• [Exercise directions]:
Your task is to extract every entry that follows word for word while excluding the pictures.

• [Natural language region descriptions]:
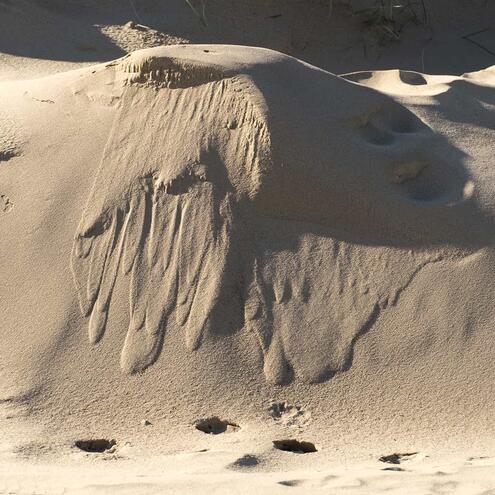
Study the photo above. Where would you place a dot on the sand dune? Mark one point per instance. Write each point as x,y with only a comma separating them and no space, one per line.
209,230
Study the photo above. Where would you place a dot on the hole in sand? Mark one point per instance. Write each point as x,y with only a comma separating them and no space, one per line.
397,458
412,78
95,446
215,425
294,446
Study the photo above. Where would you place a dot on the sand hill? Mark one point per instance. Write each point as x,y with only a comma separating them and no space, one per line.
214,256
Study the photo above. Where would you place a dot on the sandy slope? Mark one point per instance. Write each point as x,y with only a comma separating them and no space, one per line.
210,230
247,230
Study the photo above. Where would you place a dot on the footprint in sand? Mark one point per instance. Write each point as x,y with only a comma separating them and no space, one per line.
289,415
96,446
214,425
399,458
296,446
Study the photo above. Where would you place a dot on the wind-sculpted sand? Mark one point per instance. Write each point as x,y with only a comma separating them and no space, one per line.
263,248
202,200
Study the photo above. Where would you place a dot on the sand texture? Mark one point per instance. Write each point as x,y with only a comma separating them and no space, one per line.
226,270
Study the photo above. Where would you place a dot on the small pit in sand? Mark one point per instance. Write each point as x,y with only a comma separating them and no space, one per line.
95,446
295,446
215,425
398,458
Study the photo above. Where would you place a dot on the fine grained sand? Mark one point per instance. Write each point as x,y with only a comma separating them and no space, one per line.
205,231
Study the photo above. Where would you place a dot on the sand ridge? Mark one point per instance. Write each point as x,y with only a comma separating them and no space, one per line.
243,233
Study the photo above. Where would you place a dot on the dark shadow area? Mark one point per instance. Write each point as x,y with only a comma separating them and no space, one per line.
95,446
215,425
296,446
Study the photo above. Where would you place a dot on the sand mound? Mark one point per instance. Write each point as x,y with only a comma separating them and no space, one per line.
187,226
198,174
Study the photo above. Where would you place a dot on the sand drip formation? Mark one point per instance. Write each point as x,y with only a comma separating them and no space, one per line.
242,188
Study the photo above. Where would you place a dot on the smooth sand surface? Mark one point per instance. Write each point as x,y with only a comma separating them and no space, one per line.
225,270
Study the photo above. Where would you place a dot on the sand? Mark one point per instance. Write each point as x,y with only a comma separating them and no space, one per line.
225,269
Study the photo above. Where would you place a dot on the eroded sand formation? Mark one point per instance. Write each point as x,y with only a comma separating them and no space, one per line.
243,187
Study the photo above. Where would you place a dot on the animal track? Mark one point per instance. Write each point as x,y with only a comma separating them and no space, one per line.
215,425
288,415
412,78
398,458
95,446
246,461
292,445
383,126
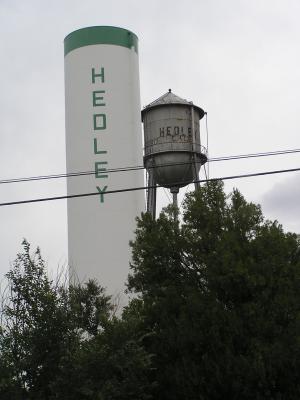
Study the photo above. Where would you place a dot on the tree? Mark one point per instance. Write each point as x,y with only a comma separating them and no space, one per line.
219,300
60,342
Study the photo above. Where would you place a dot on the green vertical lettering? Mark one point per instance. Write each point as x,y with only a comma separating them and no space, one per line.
101,75
96,98
101,192
99,121
96,150
98,170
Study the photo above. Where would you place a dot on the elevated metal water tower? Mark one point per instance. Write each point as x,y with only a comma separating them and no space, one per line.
173,152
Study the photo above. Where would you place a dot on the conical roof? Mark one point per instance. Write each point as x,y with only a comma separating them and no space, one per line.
171,98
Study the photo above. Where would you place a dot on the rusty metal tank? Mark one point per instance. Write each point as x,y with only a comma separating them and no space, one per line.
173,148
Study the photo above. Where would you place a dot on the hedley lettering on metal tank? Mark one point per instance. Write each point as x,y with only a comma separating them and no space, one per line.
99,126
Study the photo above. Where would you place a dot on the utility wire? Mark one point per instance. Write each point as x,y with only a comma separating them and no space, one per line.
141,167
146,187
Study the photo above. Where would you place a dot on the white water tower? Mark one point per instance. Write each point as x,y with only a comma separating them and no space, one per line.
173,151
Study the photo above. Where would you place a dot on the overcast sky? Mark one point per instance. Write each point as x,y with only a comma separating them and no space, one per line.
237,59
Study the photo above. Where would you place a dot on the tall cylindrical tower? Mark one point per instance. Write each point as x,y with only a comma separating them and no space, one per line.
103,132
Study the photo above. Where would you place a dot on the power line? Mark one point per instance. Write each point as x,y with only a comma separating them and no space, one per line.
141,167
146,187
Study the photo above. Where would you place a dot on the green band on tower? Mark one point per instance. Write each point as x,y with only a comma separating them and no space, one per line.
100,35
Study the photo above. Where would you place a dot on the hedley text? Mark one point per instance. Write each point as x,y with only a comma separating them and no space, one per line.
99,128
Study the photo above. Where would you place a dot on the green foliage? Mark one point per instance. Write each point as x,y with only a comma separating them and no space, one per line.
58,342
216,314
219,300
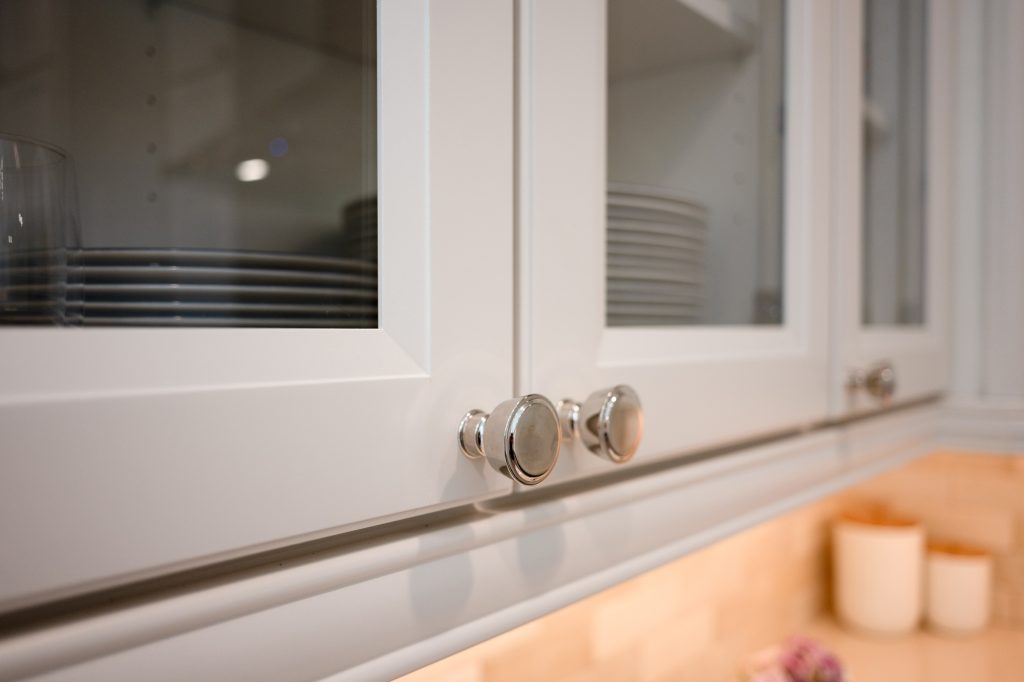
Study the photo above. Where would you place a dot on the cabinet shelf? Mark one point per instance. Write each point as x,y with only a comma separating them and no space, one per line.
650,37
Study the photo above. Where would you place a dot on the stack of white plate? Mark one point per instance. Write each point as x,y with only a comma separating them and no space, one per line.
196,288
655,257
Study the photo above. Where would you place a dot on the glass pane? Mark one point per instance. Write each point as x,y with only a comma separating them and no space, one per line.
895,50
198,163
695,162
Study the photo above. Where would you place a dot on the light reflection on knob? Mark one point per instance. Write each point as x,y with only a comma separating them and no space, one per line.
879,381
519,438
609,423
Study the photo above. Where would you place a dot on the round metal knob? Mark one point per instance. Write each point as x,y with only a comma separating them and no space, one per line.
609,423
520,437
879,381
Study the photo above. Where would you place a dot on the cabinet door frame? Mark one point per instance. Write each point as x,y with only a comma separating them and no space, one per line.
919,354
699,386
131,452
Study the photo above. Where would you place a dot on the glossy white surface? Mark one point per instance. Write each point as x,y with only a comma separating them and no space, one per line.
133,450
698,385
380,610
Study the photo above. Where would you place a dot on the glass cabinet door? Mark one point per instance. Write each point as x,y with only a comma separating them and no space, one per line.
675,190
216,162
892,201
237,240
695,163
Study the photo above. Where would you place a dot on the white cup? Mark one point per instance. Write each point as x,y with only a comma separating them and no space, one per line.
960,589
879,570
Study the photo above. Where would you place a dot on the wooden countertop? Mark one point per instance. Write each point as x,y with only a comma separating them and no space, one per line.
994,655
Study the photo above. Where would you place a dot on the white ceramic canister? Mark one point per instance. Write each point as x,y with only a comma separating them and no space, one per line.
960,589
879,570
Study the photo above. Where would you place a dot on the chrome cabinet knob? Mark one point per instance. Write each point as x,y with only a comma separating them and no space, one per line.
609,423
879,381
520,437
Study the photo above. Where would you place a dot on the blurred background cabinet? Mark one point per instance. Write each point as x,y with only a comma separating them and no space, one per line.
296,242
248,324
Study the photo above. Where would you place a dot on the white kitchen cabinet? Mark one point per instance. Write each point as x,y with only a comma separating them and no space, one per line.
128,452
894,199
571,196
722,108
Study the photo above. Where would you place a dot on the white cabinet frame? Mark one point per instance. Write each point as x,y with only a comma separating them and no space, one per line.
918,353
698,385
132,452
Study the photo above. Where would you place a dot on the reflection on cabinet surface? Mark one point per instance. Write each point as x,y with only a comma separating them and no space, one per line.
893,198
139,451
691,204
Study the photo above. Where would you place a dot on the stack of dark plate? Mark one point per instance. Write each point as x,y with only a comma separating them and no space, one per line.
32,290
196,288
655,247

• [Written response]:
Study the photo above. Where would you place a dot on the sand dune? Mark one point per instance. Write each point as x,y with only a comma separating them and no space, one per line.
209,230
Study the photo above. Where would you place a dot on the hole in sand? Mark one point per instance. Write each point as x,y with only a comma separating them and no space, one per line.
397,458
412,78
95,446
215,425
294,446
Study the photo above. Where would you place a dot on the sand hill? Mark one point per instance. Write each point as x,y with only a comma separating them and no space, one per line.
214,256
Study the photo above. Where would you place a dot on the sandy slope? Mark one point per instance. Write each point as x,y with only a comma separating them and no space, one per line.
210,230
247,230
Study the photo above. Where would you place a dot on the footprint in sand? Mark one point per instance. Write each point as x,y with only a comma separating them and no space, one per line.
289,415
96,446
214,425
399,458
296,446
Study the photo above. Where would you place a dot on the wind-sculpted sand? Mark one point per instance. Write each point as x,y with only a comma separating them and no space, one per line.
263,248
202,200
Study the photo above. Where would you place a dot on the sand texture? Mark one point per instance. Write each point as x,y with only a comma separating them and no space, one per line.
226,270
Study the photo above. Where would you place a dot on the small pit in sand? Mark one point per instance. Write each point as x,y with only a comma separating them and no space, one per line.
95,446
295,446
215,425
398,458
Study the photo above. Where would you place a dot on the fine grained sand? Mark one point per instance. Write each point as x,y with only a comma separating them and no space, one per line.
205,231
Study the photo above. Where would you place a dot on the sand ridge? Mark one point per instance. Write each point as x,y with only a comma separating them and no space, one per line.
243,233
Study the photo above. Where would you place a dot on the dark shadow area? Mark one point per instance. Write each point as x,y with only a comma separating them and no space, one per line.
95,446
215,425
296,446
Study the photo above. Where would you place a dot on the sand mound? Mark one point per instance. Write each point as x,y with only a comma separating them and no space, one per line.
187,226
198,174
Study the photo above. Where would you place a dot on the sand drip formation? Mark one point per instance. Write each point as x,y with only a comma separating them and no space, one per line.
242,188
Study the photo above. Where would you place a dot on the smooth sand surface? Mark one point per instance. Write each point as x,y with only a comma separating them and no space, one per line.
225,270
Study the photo above. Where would you place a dot on the sand? Mark one point per instance. Write each point as x,y with only a comma separating them and no space, one per line.
225,269
Study the photo above. Where would you place a dot on the eroded sand formation? Mark one point per instance. Write each point as x,y with only a comma separating them and no space, one per line.
243,187
Study the photo above. Where would you place a dot on the animal track? Mark one point per instance. Write each point as x,y with only a comma separating them and no space, one per line.
215,425
288,415
412,78
398,458
95,446
246,461
292,445
383,126
Study the photo above. Where would you place a dot on the tree? Mark one point per instance. Write each point as x,y with only a comma separating them and no space, one per line.
219,300
60,342
Study the photo above. Where would you place a dot on the green vertical lettering? Mark one point per instance. Write each point as x,y with only a comma separating them and no space, one per line.
101,75
96,98
101,192
99,121
96,150
98,170
Study the photo above. Where would you place a dot on the elevated metal water tower? Mark one point per instance. Write each point as x,y with only a comma separating them and no space, one per line.
173,152
Study the photo above. Where would you place a dot on the conical roof? Mark one point per instance. Write each point as x,y with only a comma separating them and no space, one per line.
171,98
Study the photo above. Where would you place a dot on the rusty metal tank? Mark one point per instance. Write each point as x,y with only a comma separating them and no space, one per line.
173,148
Study the photo above. Where would you place a dot on the hedley lettering on metal tank? Mark one point per instance. Write each point as x,y with only a comma separating them and no space, one per line.
99,126
Study the photo above. Where would you place a dot on the utility wire? Mark one point per instance. Write each point as x,y with only a comma separating them and no space, one per line.
141,167
146,187
Study the photo above. Where would you place a dot on the white water tower? Mark one point per instance. Write each point as x,y with only a comma separating them and no space, one per line.
173,151
Study the photo above. Where would you place a dot on the overcast sky? Mark one point per instance. Write each point as x,y with only a comma separating them and no space, one per line.
237,59
Study the photo above. Where would you place a dot on the tall cylindrical tower? Mark one point per instance. Write each point as x,y with only a comma separating them and no space, one per line.
103,132
Study the photo above. Where would you place a dot on the power line? Mark one point per instance. Write each point as x,y with only a comma separating them and no space, one per line.
141,167
146,187
Study the photo above. Where would you place a dot on the green band on tower? Mark one point per instance. Write each point as x,y with only a comma separating them and no space, one per line.
100,35
Study the photo above. Where would you place a dot on the hedley text? Mark one point per instance. Write each point as x,y with only a comma separating them and no space, one per line.
99,128
Study the photo above. Where would you place a dot on the green foliage? Mark one point per instance. Write each point as x,y with only a comma separating them and no space, one per line.
58,342
216,314
219,300
Study the photo above. Where would you place a dot on the cabinet shelf? Mark one point per instance. Write each point as x,y with only a comma separating them and no space, one per line.
650,37
Study the photo above. Where would you place a dot on the stack of white plate? Mark one point per instance. Write each point as x,y with only a comma separating them and no space, one per line.
196,288
655,257
Study the photo above. Where would you place a dot on the glass pane? Mark one point per instance. Write each point as x,y with only a comma separating them and no space, one per line.
895,50
198,163
695,162
Study the photo above. Where would you place a dot on the light reflection on knob? Mark one point per instance. Write each point as x,y with only a comma separating them and no space, one per line.
879,381
519,438
609,423
Study the photo above. Where would you place a dot on the round metal knob? Mark one point per instance. Write each point as x,y with only a comma separating them and no space, one per line.
609,423
520,437
879,381
Study the photo above. Where would you place a dot on the cabinet door frame? Mark one point per instance. Write each point as x,y with only a comma separating them and no space, one per line.
919,354
699,386
131,452
Study the photo above. Where would you place a dot on the glossy white surface? Mark one point per instance. Write each point as x,y with only a comma separating them and no space, one per line.
133,450
698,385
380,610
Study the photo above. Where would you place a dot on the glass cabinet door? Mark one point per instance. Write each point as x,y with only a comma separating them and no space, one per line.
675,190
216,162
892,201
237,240
695,163
Study the photo above. Where would you place a dot on the white cup? Mark one point per instance. Write each point as x,y with only a comma separating them and no space, one per line.
960,589
879,570
Study the photo above. Where would you place a dot on the wooden countertop? Mark one point per instance. Write each point as x,y with only a comma separating them and no space, one per line.
994,655
Study the photo above. Where would you place a dot on the white ceramic canister? Mark one point per instance. Write each point as x,y with only a comma separating them and no space, one per line.
960,589
879,570
Study the photo above. Where would you place a dot on the chrome cabinet knob? Mark one point per instance. Write each point as x,y with only a comma separating them and no space, one per line.
609,423
879,381
520,437
Study the photo above. Where would you place a dot on the blurred background cabinet? Mark one point per instance. Write each point as x,y with only a comma separating them and no space, one per line.
296,242
248,324
Study the photo above. Where would you place a dot on the white kitchen cabinet? Mark one point per instance. Write each point as x,y with only a comma separating them and no space, one per line.
128,452
894,199
571,196
722,108
Study the photo above. Where would you place a dot on the white cabinet frame? Mark one point per instance. Write each point as x,y with only a comma separating them and no space, one per line.
918,353
698,385
132,452
Study the photo above. Where would you place a dot on the reflection on cabinet surface? Mark one point per instance. Write each point as x,y with only a comma separating them and no space, one per line.
893,198
139,451
691,204
Study the photo above. Where would you place a dot on the stack of dark plate? Mark one point per instance. Write each point as x,y with only a comma separating them and no space, one per line.
32,290
196,288
655,247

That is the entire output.